WORK TASK:
All entries must be set down once more, precisely as given.

DATASET EXTRACT:
====

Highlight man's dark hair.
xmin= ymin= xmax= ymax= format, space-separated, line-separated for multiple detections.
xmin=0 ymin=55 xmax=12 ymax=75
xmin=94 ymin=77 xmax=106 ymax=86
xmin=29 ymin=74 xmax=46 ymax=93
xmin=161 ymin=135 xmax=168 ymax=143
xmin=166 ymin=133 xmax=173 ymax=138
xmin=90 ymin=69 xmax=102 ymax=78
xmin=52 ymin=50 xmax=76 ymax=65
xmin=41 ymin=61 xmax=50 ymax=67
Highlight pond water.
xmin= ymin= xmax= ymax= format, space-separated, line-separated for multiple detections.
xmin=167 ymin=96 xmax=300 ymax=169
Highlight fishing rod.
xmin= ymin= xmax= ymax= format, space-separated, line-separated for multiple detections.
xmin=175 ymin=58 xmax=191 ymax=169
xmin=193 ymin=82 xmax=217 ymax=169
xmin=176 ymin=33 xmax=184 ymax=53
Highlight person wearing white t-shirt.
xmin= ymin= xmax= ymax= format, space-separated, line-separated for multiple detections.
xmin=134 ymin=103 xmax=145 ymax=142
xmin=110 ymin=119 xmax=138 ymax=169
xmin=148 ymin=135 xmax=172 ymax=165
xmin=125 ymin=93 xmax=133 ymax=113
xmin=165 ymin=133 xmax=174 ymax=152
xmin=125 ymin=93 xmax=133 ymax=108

====

SOLUTION FOR THIS TASK:
Highlight man's dark hair.
xmin= ymin= xmax= ymax= format, space-separated, line-separated for multiple detections.
xmin=0 ymin=55 xmax=12 ymax=75
xmin=94 ymin=77 xmax=106 ymax=86
xmin=29 ymin=74 xmax=46 ymax=93
xmin=161 ymin=135 xmax=168 ymax=143
xmin=166 ymin=133 xmax=173 ymax=138
xmin=90 ymin=69 xmax=102 ymax=78
xmin=52 ymin=50 xmax=76 ymax=65
xmin=41 ymin=61 xmax=50 ymax=67
Highlight pond water.
xmin= ymin= xmax= ymax= format, space-separated, line-separated for multiple detections.
xmin=167 ymin=96 xmax=300 ymax=169
Highlight fishing rod.
xmin= ymin= xmax= ymax= format, space-separated, line-separated for multiple detections.
xmin=175 ymin=58 xmax=191 ymax=169
xmin=193 ymin=82 xmax=217 ymax=169
xmin=176 ymin=33 xmax=184 ymax=53
Highlight person wearing white t-shirt.
xmin= ymin= xmax= ymax= format, space-separated, line-separated for multiple detections.
xmin=134 ymin=103 xmax=145 ymax=142
xmin=110 ymin=119 xmax=138 ymax=169
xmin=148 ymin=135 xmax=172 ymax=165
xmin=125 ymin=93 xmax=133 ymax=113
xmin=165 ymin=133 xmax=174 ymax=152
xmin=125 ymin=93 xmax=133 ymax=108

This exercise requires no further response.